** What is required **
Using the zucchini cake recipe, explain in one to three sentences why the cake is described as a treat that everyone at your table can enjoy.

** Source text **

Try This Gluten-Free Zucchini Cake For a Sweet Treat
This is the best gluten-free zucchini cake you’ll ever try (although I must admit — I’m a little biased). Made with a blend of almond, coconut, and arrowroot flours, it’s a dairy-free, gluten-free treat that everyone at your table can enjoy.
- 3 cups shredded fresh zucchini
- 1/2 teaspoon fine sea salt
- 2 large eggs
- 1/4 cup avocado oil
- 2 teaspoons vanilla extract
- 1 teaspoon apple cider vinegar or white vinegar
- 1 1/2 cups blanched almond flour
- 1 cup maple sugar
- 1/2 cup arrowroot flour
- 1/4 cup coconut flour
- 2 1/2 teaspoons cinnamon
- 1 1/4 teaspoons baking soda
- 1/4 teaspoon nutmeg
- 1/8 teaspoon ground cloves
- Vanilla or cream cheese frosting of choice (I used Ms. Jones Bakes dairy free cream cheese frosting)
- Preheat the oven to 350F.
- Lightly grease or spray a 9" round cake pan and set aside.
- Place the shredded zucchini in a small mixing bowl. Sprinkle half of the salt evenly across the top, toss, and sprinkle the rest of the salt over the top. Set aside.
- In a medium mixing bowl, whisk the eggs, then whisk in the oil, vanilla, and vinegar. Set aside.
- In a large mixing bowl, stir together the almond flour, maple sugar, arrowroot flour, coconut flour, cinnamon, baking soda, nutmeg, and cloves. Set aside.

** Data rows **
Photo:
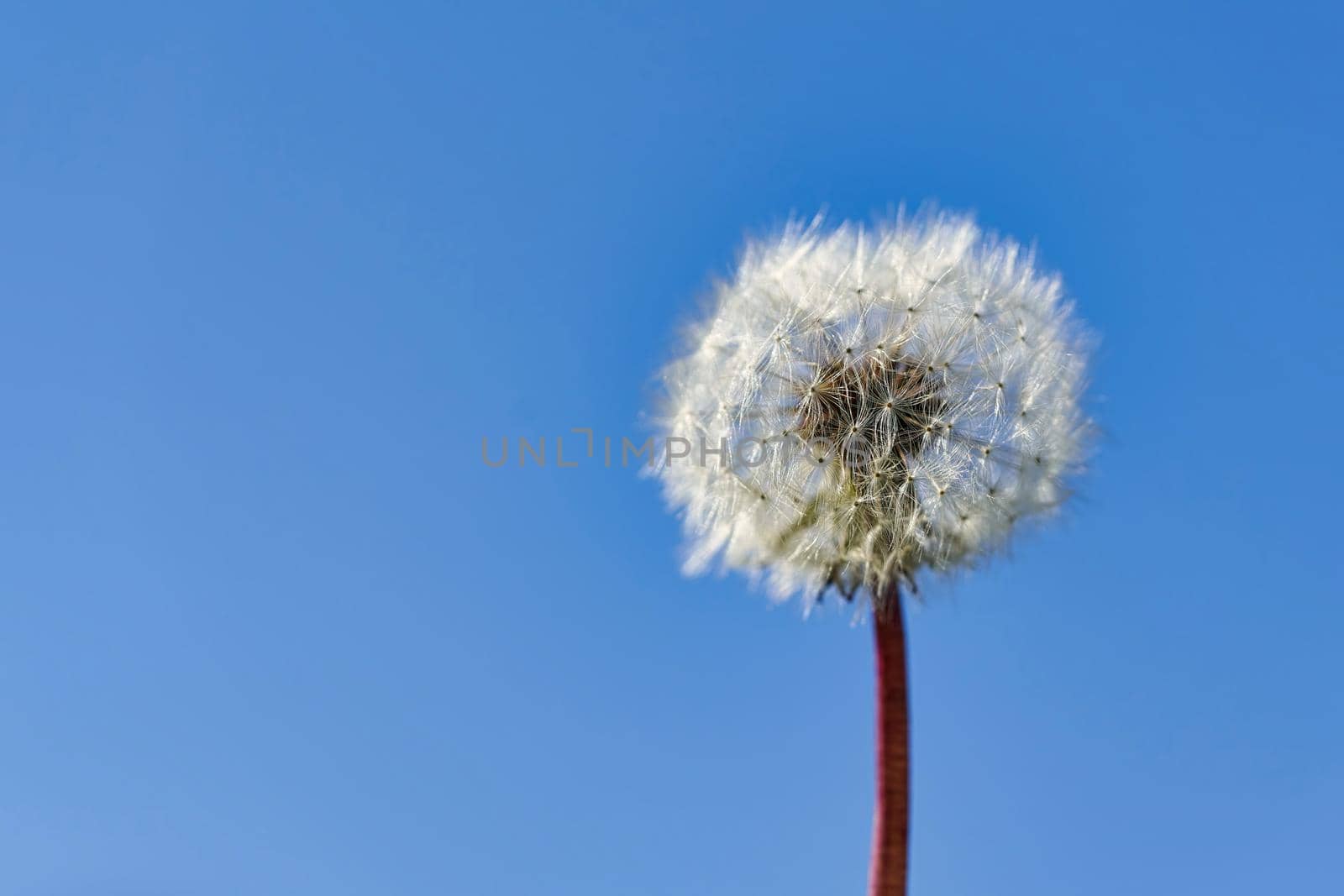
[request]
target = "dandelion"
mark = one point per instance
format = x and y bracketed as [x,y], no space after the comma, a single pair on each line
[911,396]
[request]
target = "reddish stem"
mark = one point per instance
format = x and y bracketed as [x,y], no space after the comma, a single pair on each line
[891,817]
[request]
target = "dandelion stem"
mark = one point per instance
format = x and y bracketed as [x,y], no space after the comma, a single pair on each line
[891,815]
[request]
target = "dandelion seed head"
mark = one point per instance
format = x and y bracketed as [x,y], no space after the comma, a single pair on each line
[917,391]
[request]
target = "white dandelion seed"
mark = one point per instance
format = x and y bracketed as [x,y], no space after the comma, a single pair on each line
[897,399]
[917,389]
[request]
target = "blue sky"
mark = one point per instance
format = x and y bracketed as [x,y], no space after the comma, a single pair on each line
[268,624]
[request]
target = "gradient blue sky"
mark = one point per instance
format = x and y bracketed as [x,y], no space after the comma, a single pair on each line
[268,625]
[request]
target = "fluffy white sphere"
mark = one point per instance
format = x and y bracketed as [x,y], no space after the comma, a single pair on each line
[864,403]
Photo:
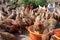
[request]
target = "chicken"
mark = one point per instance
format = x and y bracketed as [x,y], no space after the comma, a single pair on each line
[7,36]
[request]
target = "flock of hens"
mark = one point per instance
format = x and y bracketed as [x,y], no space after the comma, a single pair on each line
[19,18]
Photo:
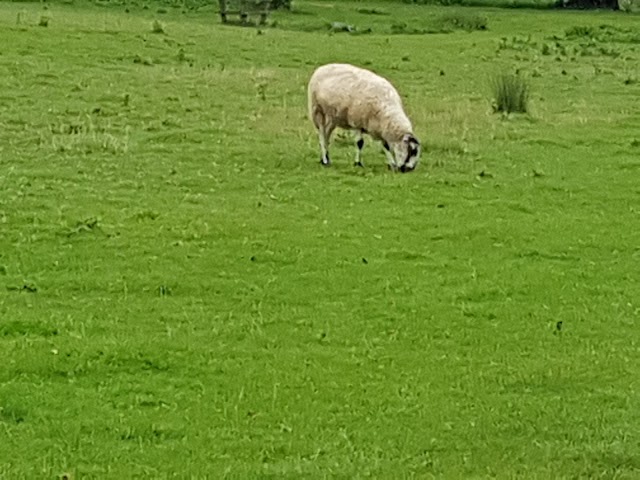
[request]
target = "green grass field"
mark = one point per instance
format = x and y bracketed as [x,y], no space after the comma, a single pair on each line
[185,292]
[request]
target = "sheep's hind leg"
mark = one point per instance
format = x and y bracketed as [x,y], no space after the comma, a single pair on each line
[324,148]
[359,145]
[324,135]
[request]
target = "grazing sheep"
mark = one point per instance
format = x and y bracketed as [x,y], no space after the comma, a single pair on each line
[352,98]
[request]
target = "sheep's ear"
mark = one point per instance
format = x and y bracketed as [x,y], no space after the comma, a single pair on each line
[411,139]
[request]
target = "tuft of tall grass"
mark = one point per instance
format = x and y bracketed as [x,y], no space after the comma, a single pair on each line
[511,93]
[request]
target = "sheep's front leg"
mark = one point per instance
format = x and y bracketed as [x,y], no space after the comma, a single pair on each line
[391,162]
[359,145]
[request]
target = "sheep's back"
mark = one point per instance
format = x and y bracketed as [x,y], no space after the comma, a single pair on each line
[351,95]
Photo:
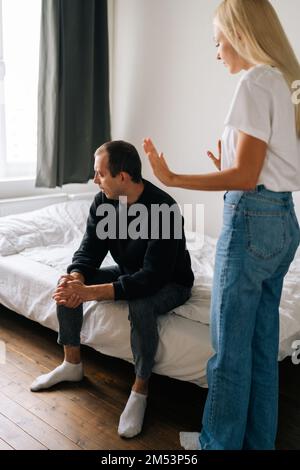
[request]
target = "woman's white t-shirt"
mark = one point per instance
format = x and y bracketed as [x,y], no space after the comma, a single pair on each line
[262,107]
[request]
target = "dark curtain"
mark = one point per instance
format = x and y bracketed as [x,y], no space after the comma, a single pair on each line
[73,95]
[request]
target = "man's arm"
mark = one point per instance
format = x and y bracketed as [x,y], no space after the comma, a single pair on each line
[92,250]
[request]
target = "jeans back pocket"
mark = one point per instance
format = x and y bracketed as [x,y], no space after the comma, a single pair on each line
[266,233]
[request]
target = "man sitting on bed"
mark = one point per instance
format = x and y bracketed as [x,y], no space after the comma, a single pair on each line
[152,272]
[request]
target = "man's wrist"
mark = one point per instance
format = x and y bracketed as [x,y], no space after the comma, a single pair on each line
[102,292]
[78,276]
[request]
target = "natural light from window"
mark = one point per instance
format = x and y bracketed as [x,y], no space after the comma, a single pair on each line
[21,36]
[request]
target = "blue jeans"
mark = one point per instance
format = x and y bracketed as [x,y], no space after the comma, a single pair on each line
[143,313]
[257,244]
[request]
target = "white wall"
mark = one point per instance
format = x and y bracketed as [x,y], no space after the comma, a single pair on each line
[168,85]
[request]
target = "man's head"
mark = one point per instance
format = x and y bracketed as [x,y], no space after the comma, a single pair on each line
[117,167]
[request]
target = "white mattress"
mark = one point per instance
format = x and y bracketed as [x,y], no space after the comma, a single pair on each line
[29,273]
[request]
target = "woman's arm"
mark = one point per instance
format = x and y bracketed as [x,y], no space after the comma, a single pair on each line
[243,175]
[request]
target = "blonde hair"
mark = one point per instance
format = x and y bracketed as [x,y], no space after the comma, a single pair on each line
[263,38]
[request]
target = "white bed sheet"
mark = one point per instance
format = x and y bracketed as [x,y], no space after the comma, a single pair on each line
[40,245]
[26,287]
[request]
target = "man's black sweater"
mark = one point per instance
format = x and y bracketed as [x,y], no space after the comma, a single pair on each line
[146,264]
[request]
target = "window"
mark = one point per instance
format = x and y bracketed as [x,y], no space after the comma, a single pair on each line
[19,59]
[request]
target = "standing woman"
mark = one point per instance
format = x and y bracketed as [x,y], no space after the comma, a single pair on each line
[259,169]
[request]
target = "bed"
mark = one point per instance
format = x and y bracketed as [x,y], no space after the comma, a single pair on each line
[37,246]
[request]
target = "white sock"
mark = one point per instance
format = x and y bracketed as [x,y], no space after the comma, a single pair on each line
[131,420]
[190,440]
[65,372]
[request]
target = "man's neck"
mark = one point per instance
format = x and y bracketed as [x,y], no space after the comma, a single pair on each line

** Finished answer **
The cake is made with a blend of almond, coconut, and arrowroot flours, which makes it dairy-free and gluten-free. Because of this, the recipe presents it as a treat everyone at the table can enjoy.